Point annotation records
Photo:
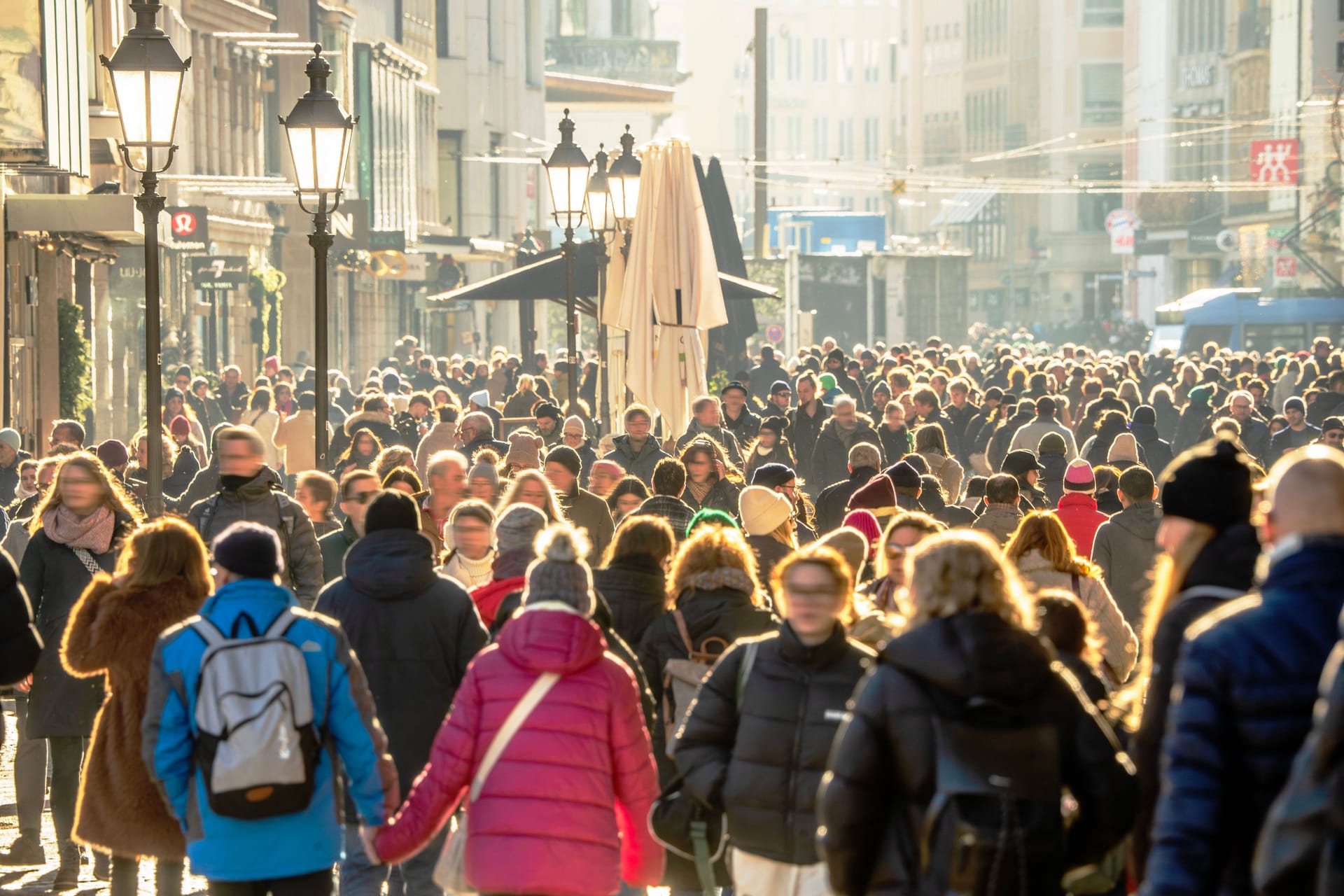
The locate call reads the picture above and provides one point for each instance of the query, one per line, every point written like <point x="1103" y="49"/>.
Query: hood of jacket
<point x="1140" y="520"/>
<point x="366" y="418"/>
<point x="260" y="485"/>
<point x="391" y="564"/>
<point x="552" y="637"/>
<point x="1227" y="561"/>
<point x="974" y="656"/>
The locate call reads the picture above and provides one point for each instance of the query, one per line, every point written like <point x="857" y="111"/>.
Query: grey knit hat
<point x="559" y="571"/>
<point x="518" y="526"/>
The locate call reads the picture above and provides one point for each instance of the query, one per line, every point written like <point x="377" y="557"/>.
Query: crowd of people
<point x="905" y="618"/>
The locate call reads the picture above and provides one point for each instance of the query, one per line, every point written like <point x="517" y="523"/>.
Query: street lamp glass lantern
<point x="568" y="176"/>
<point x="147" y="77"/>
<point x="319" y="133"/>
<point x="624" y="181"/>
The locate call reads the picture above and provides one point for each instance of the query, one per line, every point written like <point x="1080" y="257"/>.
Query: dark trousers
<point x="315" y="884"/>
<point x="30" y="770"/>
<point x="66" y="761"/>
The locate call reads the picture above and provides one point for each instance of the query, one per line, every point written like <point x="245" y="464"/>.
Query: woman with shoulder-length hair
<point x="77" y="532"/>
<point x="711" y="481"/>
<point x="162" y="578"/>
<point x="757" y="739"/>
<point x="531" y="486"/>
<point x="1046" y="558"/>
<point x="932" y="445"/>
<point x="968" y="679"/>
<point x="714" y="598"/>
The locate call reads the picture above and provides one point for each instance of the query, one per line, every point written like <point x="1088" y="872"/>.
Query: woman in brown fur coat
<point x="162" y="580"/>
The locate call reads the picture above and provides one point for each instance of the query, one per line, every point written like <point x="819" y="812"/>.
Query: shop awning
<point x="112" y="216"/>
<point x="545" y="280"/>
<point x="964" y="207"/>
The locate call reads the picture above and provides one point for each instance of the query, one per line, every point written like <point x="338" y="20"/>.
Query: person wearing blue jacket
<point x="1246" y="685"/>
<point x="288" y="855"/>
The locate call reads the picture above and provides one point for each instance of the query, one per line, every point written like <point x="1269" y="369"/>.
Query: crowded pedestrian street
<point x="631" y="448"/>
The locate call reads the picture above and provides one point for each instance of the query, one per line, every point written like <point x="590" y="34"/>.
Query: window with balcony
<point x="571" y="18"/>
<point x="1104" y="14"/>
<point x="1102" y="92"/>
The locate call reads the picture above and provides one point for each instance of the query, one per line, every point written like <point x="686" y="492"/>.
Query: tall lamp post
<point x="319" y="143"/>
<point x="147" y="77"/>
<point x="624" y="183"/>
<point x="566" y="175"/>
<point x="603" y="223"/>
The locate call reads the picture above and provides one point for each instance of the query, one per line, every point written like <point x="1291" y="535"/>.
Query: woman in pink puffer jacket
<point x="564" y="813"/>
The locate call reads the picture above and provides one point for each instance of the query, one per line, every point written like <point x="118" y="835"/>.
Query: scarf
<point x="699" y="489"/>
<point x="93" y="533"/>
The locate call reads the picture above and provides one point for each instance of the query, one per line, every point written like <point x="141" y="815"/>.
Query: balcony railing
<point x="1253" y="30"/>
<point x="617" y="58"/>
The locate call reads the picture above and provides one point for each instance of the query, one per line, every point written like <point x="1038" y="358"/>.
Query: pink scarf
<point x="93" y="532"/>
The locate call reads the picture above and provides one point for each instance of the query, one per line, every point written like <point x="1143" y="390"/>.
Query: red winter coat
<point x="1081" y="517"/>
<point x="564" y="812"/>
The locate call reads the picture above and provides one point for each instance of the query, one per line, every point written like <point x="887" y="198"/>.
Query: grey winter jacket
<point x="262" y="500"/>
<point x="638" y="464"/>
<point x="1126" y="548"/>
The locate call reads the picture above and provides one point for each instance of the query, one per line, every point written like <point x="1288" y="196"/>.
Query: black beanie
<point x="248" y="550"/>
<point x="1210" y="484"/>
<point x="566" y="457"/>
<point x="391" y="510"/>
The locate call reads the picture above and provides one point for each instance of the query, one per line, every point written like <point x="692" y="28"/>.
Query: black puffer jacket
<point x="1222" y="571"/>
<point x="762" y="761"/>
<point x="414" y="633"/>
<point x="882" y="764"/>
<point x="635" y="587"/>
<point x="723" y="613"/>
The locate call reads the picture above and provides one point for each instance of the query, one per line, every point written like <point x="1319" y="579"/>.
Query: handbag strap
<point x="511" y="726"/>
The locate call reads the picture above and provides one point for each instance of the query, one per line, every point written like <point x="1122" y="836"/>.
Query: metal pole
<point x="571" y="316"/>
<point x="604" y="394"/>
<point x="150" y="204"/>
<point x="762" y="86"/>
<point x="321" y="241"/>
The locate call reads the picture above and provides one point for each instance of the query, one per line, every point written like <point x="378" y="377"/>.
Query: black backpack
<point x="995" y="818"/>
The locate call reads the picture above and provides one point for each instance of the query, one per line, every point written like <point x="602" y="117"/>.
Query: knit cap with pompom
<point x="559" y="573"/>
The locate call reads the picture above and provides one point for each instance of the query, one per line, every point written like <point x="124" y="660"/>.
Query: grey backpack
<point x="257" y="745"/>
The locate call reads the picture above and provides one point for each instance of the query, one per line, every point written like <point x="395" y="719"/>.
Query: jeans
<point x="125" y="878"/>
<point x="30" y="770"/>
<point x="315" y="884"/>
<point x="66" y="761"/>
<point x="360" y="878"/>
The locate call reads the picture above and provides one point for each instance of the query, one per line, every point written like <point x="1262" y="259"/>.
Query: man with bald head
<point x="1247" y="682"/>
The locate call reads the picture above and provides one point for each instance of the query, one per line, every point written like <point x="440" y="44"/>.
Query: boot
<point x="67" y="875"/>
<point x="24" y="850"/>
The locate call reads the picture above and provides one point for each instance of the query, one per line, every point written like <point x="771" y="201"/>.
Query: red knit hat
<point x="866" y="523"/>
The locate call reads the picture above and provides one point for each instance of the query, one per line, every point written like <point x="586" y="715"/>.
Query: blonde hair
<point x="512" y="496"/>
<point x="113" y="495"/>
<point x="825" y="558"/>
<point x="162" y="551"/>
<point x="961" y="571"/>
<point x="1042" y="531"/>
<point x="708" y="550"/>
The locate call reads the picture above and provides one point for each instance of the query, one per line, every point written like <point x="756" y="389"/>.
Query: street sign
<point x="1285" y="270"/>
<point x="188" y="227"/>
<point x="218" y="273"/>
<point x="1121" y="218"/>
<point x="1275" y="162"/>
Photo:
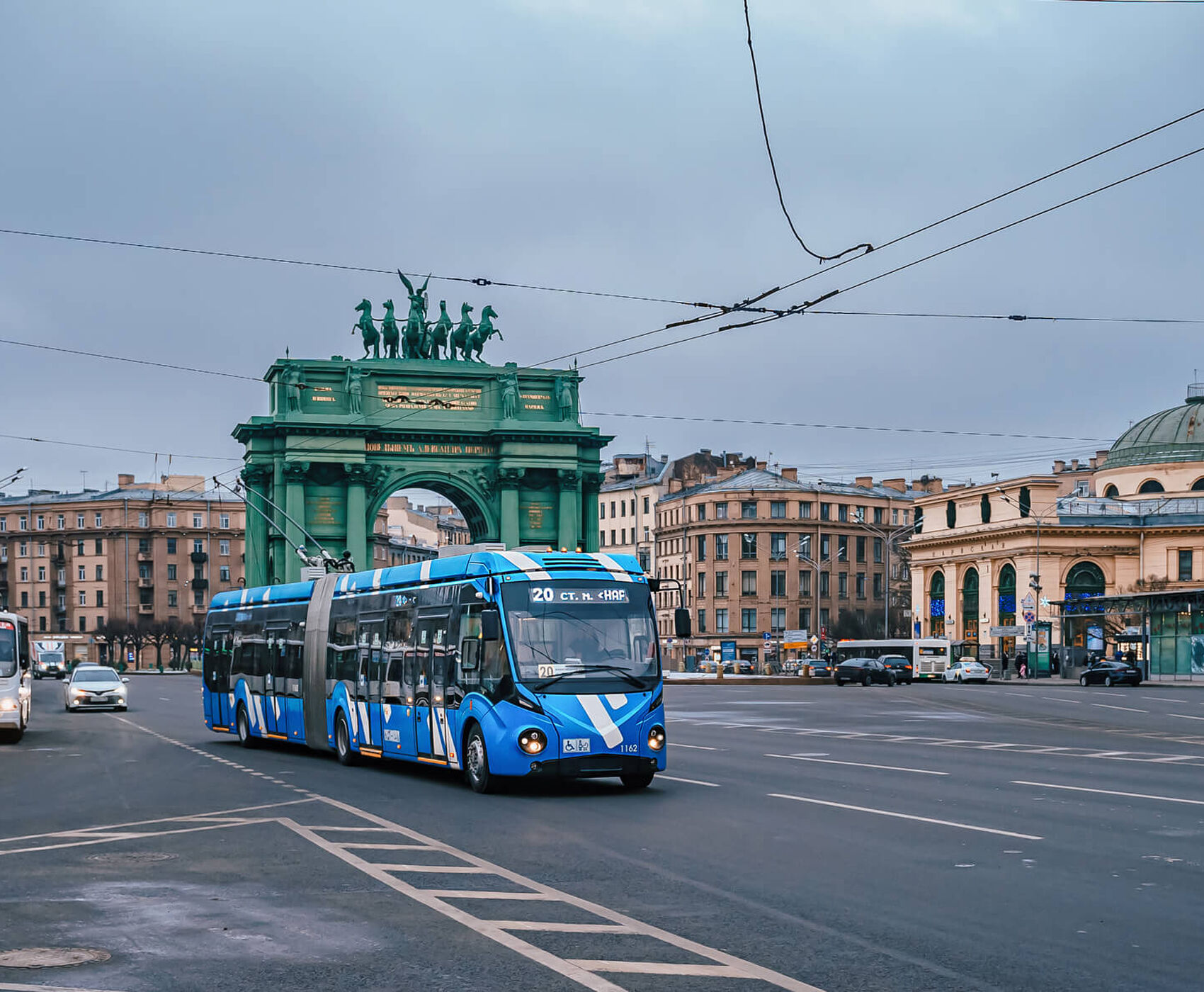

— DO THIS —
Which lines in the data above contain the word "lamp"? Show each of those lines in full, treating uppercase and lowercase as different.

— WRITTEN REPLY —
Query: street lamp glass lantern
Query: tall lamp post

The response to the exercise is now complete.